Render every line below as a numbered list, leaving out any blank lines.
---------------
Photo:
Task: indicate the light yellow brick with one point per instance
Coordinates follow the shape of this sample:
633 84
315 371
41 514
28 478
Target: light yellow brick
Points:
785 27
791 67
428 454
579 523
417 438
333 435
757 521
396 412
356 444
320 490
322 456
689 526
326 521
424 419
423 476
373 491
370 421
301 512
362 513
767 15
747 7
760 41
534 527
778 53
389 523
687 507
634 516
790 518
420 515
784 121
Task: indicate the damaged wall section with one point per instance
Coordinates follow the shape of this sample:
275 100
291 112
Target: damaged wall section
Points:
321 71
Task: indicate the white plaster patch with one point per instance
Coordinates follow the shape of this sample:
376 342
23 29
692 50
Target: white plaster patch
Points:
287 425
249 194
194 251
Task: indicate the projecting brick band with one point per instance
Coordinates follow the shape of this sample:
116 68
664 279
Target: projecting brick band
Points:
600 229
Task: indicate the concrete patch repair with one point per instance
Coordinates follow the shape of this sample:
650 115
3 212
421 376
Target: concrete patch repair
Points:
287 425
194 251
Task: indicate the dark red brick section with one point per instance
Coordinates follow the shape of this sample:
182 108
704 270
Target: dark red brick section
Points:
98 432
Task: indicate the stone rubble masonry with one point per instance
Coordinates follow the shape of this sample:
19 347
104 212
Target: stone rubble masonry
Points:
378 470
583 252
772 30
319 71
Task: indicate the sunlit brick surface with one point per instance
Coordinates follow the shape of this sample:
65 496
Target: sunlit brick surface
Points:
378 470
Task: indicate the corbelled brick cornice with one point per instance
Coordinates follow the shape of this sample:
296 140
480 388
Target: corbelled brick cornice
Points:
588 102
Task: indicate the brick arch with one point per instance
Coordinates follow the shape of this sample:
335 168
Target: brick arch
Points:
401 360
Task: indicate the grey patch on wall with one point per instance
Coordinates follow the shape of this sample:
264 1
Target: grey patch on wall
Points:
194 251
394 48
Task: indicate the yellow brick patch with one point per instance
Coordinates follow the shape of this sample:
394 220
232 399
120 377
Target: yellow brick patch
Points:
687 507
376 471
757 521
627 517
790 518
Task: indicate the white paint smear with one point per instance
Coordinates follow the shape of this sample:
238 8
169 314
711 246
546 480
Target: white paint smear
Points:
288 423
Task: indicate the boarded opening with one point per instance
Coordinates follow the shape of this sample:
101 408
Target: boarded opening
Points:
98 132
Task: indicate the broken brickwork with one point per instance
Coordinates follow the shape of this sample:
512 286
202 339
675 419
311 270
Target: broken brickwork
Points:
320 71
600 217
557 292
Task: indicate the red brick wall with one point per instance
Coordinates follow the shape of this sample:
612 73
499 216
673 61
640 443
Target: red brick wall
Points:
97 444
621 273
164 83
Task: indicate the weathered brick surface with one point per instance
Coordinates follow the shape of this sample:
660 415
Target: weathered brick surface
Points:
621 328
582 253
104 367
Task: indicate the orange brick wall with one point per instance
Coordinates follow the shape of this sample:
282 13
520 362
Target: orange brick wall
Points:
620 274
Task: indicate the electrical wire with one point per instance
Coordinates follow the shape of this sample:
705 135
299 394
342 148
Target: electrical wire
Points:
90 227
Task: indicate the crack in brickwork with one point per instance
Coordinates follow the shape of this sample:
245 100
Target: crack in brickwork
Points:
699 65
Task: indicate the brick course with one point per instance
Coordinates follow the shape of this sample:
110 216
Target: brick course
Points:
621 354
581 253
---------------
• _Answer to this problem_:
1. Photo:
2. Task: indicate the light yellow brick with one point per instance
3. Coordinates follow the shape of this sample:
4. 633 84
5. 315 371
6. 41 514
7. 28 478
8. Target: light yellow brick
9. Points:
10. 785 27
11. 791 67
12. 428 454
13. 579 523
14. 417 438
15. 333 435
16. 757 521
17. 396 412
18. 356 444
19. 320 490
20. 322 456
21. 689 526
22. 326 521
23. 424 419
24. 423 476
25. 373 491
26. 370 421
27. 301 512
28. 362 513
29. 767 15
30. 747 7
31. 760 41
32. 534 527
33. 778 53
34. 389 523
35. 687 507
36. 634 516
37. 790 518
38. 420 515
39. 784 121
40. Task: indicate the damaged wall section with one point per instance
41. Coordinates follow the shape of this sample:
42. 275 100
43. 291 112
44. Target: damaged wall section
45. Points:
46. 321 71
47. Task: indicate the white plaster patch with one point per instance
48. Coordinates follow the shape of this sample:
49. 376 342
50. 23 29
51. 692 50
52. Target: white plaster patch
53. Points:
54. 287 425
55. 249 194
56. 194 251
57. Task: indicate the projecting brick band with one point per instance
58. Coordinates follow the shape of this sample:
59. 116 68
60. 664 279
61. Target: projecting brick band
62. Points:
63. 600 229
64. Task: indicate the concrete patch repair with one point per instance
65. Coordinates follow the shape of this sample:
66. 650 115
67. 3 212
68. 421 376
69. Target: concrete patch repair
70. Points:
71. 287 425
72. 194 251
73. Task: indicate the dark red brick section with one point per instance
74. Coordinates follow the shape of this sample:
75. 182 108
76. 704 270
77. Target: dark red brick section
78. Points:
79. 98 432
80. Task: indicate the stone rubble masonry with one point per instance
81. Coordinates follow the shape of this sample:
82. 19 347
83. 104 212
84. Target: stone rubble masonry
85. Points:
86. 378 470
87. 583 252
88. 772 30
89. 319 71
90. Task: indicate the sunlit brick surface with one point per instance
91. Coordinates follow the shape of this sample:
92. 65 496
93. Target: sunlit brick surface
94. Points:
95. 378 470
96. Task: indicate the corbelled brick cornice with one point per instance
97. Coordinates follow the shape of this sample:
98. 296 140
99. 480 388
100. Target: corbelled brick cornice
101. Points:
102. 588 102
103. Task: indicate the brick arch with one point per instance
104. Coordinates follow the shape of this sample:
105. 335 168
106. Target: brick arch
107. Points:
108. 401 360
109. Task: indicate the grey patch on wall with one point per instance
110. Coordinates follow the shape of this sample:
111. 264 1
112. Target: grey patch on wall
113. Points:
114. 194 251
115. 394 48
116. Task: indicate the yellow brick patch with one point per instance
117. Coordinates follow the shape of this sample:
118. 394 220
119. 232 399
120. 120 377
121. Target: yellow brick patch
122. Points:
123. 687 507
124. 376 471
125. 757 521
126. 627 517
127. 790 518
128. Task: indicate the white paint smear with one point per instance
129. Coordinates follow the shape of this sample:
130. 238 8
131. 169 314
132. 711 246
133. 546 480
134. Target: white paint smear
135. Points:
136. 288 423
137. Task: indicate the boarded opening with one point per instance
138. Coordinates follow the shape of this sample:
139. 101 408
140. Target: boarded opening
141. Points:
142. 98 132
143. Task: indicate the broken brickwork with one point per instance
144. Coordinates follow the shape of this sample:
145. 512 286
146. 202 339
147. 675 419
148. 311 270
149. Target: broken brickwork
150. Points:
151. 320 71
152. 600 217
153. 557 292
154. Task: indicate the red brick wall with one point per instance
155. Coordinates follow the shape of this sample:
156. 612 73
157. 499 216
158. 673 61
159. 640 443
160. Target: red brick wall
161. Points:
162. 97 444
163. 621 273
164. 164 83
165. Task: indicate the weathered brick surface with one point per instance
166. Coordinates follow the shape of this sample:
167. 660 415
168. Target: weathered brick surface
169. Points:
170. 621 328
171. 582 253
172. 104 367
173. Task: indicate the orange brick wall with one point per instance
174. Coordinates follow the shape of this sample:
175. 282 13
176. 520 362
177. Target: orange brick wall
178. Points:
179. 620 274
180. Task: indicate the electrical wire with one point per instance
181. Coordinates follow the shape of this sample:
182. 705 135
183. 299 394
184. 342 148
185. Target: electrical wire
186. Points:
187. 90 227
188. Task: indicate the crack in brickwork with one point per instance
189. Coordinates follow the shape of this sample:
190. 245 100
191. Target: crack in brickwork
192. Points:
193. 699 65
194. Task: indicate the brick course with one point per instance
195. Coordinates follow the shape of this sample:
196. 110 216
197. Target: brick course
198. Points:
199. 621 354
200. 581 253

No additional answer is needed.